Available data:

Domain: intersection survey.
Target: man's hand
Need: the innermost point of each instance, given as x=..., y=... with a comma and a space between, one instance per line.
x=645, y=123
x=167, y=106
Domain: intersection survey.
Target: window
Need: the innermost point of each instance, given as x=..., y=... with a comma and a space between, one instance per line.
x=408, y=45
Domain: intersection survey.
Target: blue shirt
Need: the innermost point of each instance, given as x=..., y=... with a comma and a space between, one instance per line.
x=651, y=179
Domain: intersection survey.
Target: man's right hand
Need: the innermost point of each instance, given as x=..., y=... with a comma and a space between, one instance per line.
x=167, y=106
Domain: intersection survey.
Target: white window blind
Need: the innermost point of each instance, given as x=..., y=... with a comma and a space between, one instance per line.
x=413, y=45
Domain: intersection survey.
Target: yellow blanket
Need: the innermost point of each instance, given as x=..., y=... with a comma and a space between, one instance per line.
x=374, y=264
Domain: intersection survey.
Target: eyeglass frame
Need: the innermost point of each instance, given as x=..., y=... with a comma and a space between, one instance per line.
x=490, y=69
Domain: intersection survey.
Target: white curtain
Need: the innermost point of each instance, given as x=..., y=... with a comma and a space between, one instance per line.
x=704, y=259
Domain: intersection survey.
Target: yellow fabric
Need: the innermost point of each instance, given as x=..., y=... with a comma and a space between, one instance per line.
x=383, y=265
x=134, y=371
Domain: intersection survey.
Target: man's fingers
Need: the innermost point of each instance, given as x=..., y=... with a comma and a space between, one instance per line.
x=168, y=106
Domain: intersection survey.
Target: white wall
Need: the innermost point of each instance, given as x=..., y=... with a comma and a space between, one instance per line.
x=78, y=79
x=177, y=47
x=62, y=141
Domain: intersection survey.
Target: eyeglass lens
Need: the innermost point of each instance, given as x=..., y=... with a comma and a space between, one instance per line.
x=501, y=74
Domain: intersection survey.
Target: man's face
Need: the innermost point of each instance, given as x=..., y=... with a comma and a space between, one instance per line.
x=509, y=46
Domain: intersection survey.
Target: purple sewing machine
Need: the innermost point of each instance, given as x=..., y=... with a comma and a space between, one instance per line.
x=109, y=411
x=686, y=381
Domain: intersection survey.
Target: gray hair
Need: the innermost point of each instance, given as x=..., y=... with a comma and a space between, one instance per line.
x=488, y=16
---
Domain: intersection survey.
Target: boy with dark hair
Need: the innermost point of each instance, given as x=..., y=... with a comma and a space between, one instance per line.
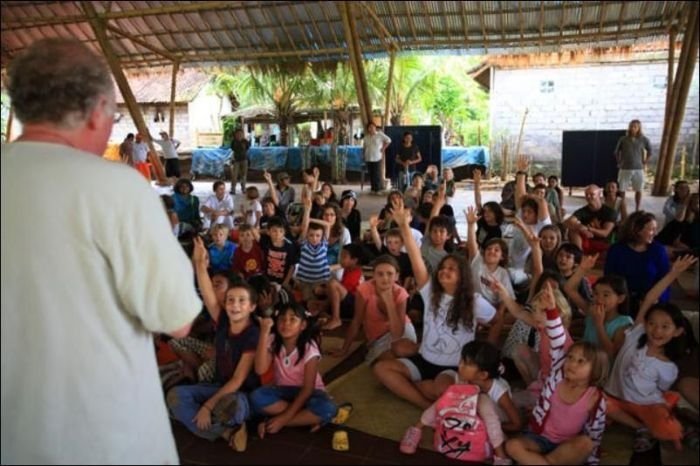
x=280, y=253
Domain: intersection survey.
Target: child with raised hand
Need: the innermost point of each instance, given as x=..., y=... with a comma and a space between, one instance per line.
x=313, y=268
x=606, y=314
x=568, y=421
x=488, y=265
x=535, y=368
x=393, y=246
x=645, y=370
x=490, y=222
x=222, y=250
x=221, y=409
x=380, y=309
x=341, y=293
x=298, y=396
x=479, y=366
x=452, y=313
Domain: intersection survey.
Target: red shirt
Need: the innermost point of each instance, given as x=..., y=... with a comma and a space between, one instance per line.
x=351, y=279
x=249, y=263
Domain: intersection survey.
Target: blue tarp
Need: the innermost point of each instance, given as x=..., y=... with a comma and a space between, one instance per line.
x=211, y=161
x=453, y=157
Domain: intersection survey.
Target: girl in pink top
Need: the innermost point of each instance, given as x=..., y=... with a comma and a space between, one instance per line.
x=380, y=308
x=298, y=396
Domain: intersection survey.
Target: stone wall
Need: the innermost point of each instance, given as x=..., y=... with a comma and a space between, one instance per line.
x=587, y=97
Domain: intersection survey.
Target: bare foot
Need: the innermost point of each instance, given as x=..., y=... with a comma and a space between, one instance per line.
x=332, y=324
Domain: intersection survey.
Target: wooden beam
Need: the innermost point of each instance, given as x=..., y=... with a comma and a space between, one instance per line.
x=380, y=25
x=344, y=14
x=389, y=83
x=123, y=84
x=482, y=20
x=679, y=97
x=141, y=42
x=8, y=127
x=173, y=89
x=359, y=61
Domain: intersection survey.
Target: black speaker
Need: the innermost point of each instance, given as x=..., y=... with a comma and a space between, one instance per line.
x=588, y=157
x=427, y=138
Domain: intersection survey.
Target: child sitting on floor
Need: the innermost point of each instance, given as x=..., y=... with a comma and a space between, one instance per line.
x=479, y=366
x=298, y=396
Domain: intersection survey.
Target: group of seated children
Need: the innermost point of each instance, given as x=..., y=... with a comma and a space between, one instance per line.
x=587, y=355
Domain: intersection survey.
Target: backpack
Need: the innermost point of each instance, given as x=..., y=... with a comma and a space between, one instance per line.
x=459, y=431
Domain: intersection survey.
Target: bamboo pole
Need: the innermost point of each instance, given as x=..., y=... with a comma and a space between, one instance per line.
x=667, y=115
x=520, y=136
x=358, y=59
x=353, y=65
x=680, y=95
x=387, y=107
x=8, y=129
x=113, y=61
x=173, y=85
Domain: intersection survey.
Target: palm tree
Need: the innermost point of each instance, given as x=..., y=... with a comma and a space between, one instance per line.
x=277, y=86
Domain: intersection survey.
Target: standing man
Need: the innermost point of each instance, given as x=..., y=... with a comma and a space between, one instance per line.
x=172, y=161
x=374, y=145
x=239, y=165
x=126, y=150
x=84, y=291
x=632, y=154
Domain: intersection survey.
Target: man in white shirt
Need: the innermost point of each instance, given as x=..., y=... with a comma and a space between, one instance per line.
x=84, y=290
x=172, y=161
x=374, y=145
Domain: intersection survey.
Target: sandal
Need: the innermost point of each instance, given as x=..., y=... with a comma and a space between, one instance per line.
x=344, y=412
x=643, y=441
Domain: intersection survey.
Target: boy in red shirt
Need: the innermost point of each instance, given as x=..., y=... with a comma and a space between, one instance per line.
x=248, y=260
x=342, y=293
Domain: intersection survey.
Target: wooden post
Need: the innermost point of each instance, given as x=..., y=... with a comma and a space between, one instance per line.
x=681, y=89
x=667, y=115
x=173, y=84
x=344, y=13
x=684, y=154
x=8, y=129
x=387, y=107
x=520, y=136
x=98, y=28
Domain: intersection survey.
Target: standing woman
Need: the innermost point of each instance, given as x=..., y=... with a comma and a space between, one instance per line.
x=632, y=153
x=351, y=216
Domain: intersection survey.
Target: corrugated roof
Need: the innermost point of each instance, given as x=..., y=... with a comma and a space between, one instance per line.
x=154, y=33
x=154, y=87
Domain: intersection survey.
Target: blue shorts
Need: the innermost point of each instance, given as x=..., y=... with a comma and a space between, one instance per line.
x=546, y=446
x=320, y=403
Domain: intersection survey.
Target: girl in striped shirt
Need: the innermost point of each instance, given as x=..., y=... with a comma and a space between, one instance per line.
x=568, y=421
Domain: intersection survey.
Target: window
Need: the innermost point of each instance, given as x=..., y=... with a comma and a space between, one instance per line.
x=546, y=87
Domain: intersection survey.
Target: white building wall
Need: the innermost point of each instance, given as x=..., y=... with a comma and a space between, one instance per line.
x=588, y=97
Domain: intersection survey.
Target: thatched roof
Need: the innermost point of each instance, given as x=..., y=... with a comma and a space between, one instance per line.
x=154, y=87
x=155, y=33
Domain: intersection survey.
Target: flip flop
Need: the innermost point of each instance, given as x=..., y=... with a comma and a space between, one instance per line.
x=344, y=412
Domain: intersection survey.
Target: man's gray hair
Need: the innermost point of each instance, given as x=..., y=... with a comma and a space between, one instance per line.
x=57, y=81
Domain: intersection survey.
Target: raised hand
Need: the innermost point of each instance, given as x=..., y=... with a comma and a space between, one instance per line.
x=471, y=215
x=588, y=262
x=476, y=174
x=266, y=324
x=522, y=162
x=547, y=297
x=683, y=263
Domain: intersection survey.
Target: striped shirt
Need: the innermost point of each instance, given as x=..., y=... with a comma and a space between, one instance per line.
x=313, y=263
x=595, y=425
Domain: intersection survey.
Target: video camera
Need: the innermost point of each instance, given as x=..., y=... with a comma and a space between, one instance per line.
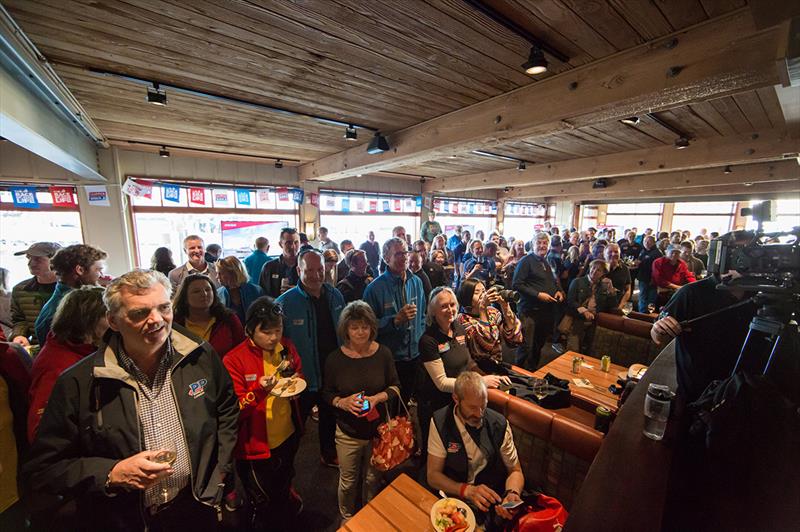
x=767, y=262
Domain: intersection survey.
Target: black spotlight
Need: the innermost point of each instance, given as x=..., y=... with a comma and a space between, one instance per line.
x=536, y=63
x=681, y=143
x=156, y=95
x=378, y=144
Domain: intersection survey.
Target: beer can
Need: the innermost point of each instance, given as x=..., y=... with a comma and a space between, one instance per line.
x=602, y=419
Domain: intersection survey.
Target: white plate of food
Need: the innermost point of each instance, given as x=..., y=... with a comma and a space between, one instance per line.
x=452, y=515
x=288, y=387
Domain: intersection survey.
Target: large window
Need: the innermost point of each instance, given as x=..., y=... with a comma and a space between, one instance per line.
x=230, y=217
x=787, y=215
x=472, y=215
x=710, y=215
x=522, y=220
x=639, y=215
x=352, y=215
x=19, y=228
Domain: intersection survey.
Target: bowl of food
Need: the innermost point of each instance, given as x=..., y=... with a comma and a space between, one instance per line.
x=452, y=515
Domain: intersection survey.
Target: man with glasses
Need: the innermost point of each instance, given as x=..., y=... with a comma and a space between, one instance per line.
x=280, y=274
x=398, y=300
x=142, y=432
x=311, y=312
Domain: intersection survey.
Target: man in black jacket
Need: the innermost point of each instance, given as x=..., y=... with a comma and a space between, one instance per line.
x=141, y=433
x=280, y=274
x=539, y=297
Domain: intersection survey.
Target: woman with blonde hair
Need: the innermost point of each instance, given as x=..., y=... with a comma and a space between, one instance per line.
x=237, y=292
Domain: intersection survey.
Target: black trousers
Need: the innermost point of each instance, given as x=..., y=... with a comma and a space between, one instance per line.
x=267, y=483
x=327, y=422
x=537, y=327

Instructions to follow: How many lines of the material contain the word "yellow"? Case matters. Reply with the number only.

Reply: 2